#### Passage for review:
--- START ---
When asked to describe his roles with Sunstar and the Bay Area Youth Track and Field (BAYTAF), Leroy Funderburk paraphrases former pro football coach Tony Dungy: “My only job,” he says, “is to make the team better.” As Operations Supervisor at Sunstar, Funderburk moves seamlessly from solving staffing issues and overseeing equipment exchanges to taking a leadership role at especially complicated trauma scenes.
The job requires a balance between managerial and field duties, which Funderburk enjoys. “I like that I’m in a position to have a real-time connection with the field personnel and still have a hand in the leadership of the organization,” he says. “Not so high that I’ve lost touch with the employees, but high enough” to act as an advocate for field employees when management weighs decisions that will affect them.
Although he has a “regular” office, Funderburk says his primary office is really in the field. He jokes that his office “has four wheels and a steering wheel.” He regularly supports field teams on calls that meet certain predefined criteria, such as when three or more ambulances are requested to one accident or trauma scene. He will also respond to highly specialized calls, or when children are involved, or when prior experience indicates that he should. During mass casualties, he oversees the transport sector, meaning that he decides where to send ambulances so that no one emergency department is overwhelmed with patients. Proper guidance of transport in mass casualties is crucial to ensuring patients receive the lifesaving care they need in as quickly as possible.
An EMT since 1986, Funderburk’s work and dedication to providing exceptional emergency medical care has earned him a number of honors over the years. In 2007, he was named both National Association of Emergency Medical Technicians EMT of the year and Pinellas County EMT of the year. The honor that he says really changed his life came earlier, in 1999. That year, he was named a “Star of Life” for Florida by the American Ambulance Association. The Star of Life is presented each year to professionals who represent the best of the emergency medical community. With characteristic humility, Funderburk says that being named a star of life in 1999 was “a turning point” for him. “I didn’t want to diminish the quality or the meaning of that honor,” he explains, “so from that year on, I tried to be the person everyone thought I was.”
Over the years, Funderburk has more than lived up to that honor, both on the job and off. As a single father, he raised three daughters, now 18, 20 and 22, all of whom Sunstar Community Outreach Coordinator Charlene Cobb describes as “amazing.” He also chairs the Bay Area Youth Track and Field program, where he has coached young athletes and officiated at meets from local high schools to the University of South Florida and beyond. Because the nature of his job at Sunstar means that he often sees children and teens during times of trauma and injury, he says that it is nice to have BAYTAF in his life so that he can coach youth in a healthy, positive setting.
As a coach to young athletes on the track oval and to young emergency medical professionals at Sunstar, Funderburk holds himself to the highest standards of professionalism, leadership, and honesty. Ms. Cobb says that he “goes to bat for employees when they need someone in their corner. He strikes a good balance with management. He’s a great caregiver. He raised three amazing girls on his own.” And while he is reluctant to accept praise for all he does for his employees and the community, the people around him know how well he deserves it.
--- END ---
#### Problem A:
According to the Funderburk profile, which organization named him a "Star of Life" for Florida in 1999?
#### Problem B:
Repeat everything in the Funderburk profile from "The job requires" down to "will affect them.".

[Items from a data source]
--- START ---
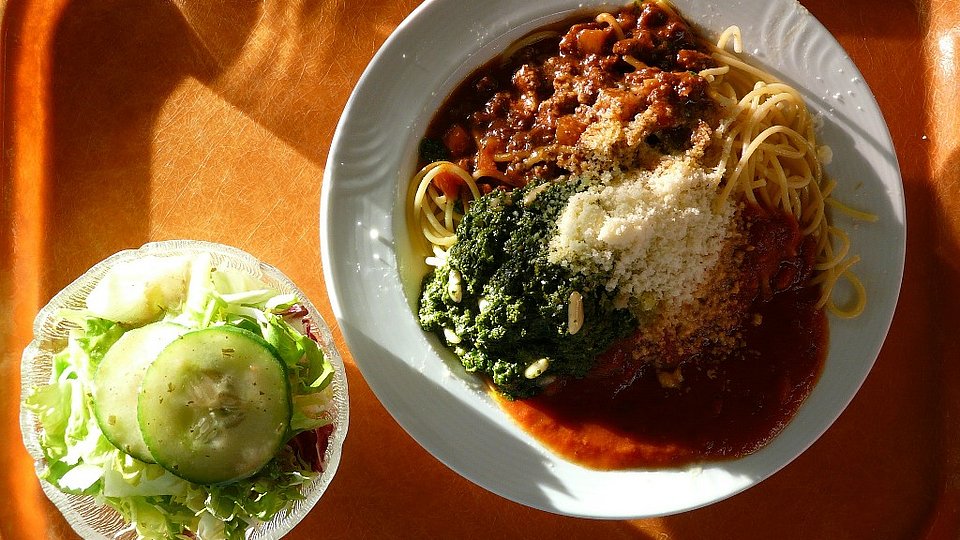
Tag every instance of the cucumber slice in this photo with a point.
(117, 384)
(215, 405)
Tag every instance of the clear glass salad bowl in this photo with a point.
(95, 521)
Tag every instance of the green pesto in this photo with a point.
(501, 254)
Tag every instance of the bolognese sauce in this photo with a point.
(517, 117)
(714, 377)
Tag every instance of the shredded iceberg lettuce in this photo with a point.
(156, 503)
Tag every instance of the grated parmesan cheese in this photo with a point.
(652, 232)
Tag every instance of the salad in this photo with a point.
(190, 397)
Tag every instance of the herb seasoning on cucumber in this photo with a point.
(182, 396)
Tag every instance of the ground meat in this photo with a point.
(542, 99)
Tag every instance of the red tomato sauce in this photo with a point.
(727, 406)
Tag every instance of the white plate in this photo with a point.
(363, 243)
(95, 521)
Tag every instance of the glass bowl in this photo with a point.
(95, 521)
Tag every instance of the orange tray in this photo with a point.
(125, 122)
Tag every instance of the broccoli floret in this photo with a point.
(513, 303)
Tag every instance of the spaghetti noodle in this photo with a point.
(657, 294)
(769, 154)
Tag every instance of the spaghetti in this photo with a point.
(657, 294)
(769, 155)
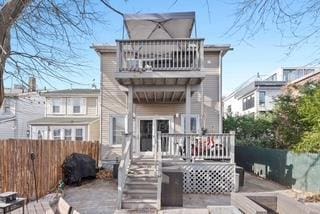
--- END ---
#### Task output A:
The American Ambulance Association.

#### Task output B:
The job requires a balance between managerial and field duties, which Funderburk enjoys. “I like that I’m in a position to have a real-time connection with the field personnel and still have a hand in the leadership of the organization,” he says. “Not so high that I’ve lost touch with the employees, but high enough” to act as an advocate for field employees when management weighs decisions that will affect them.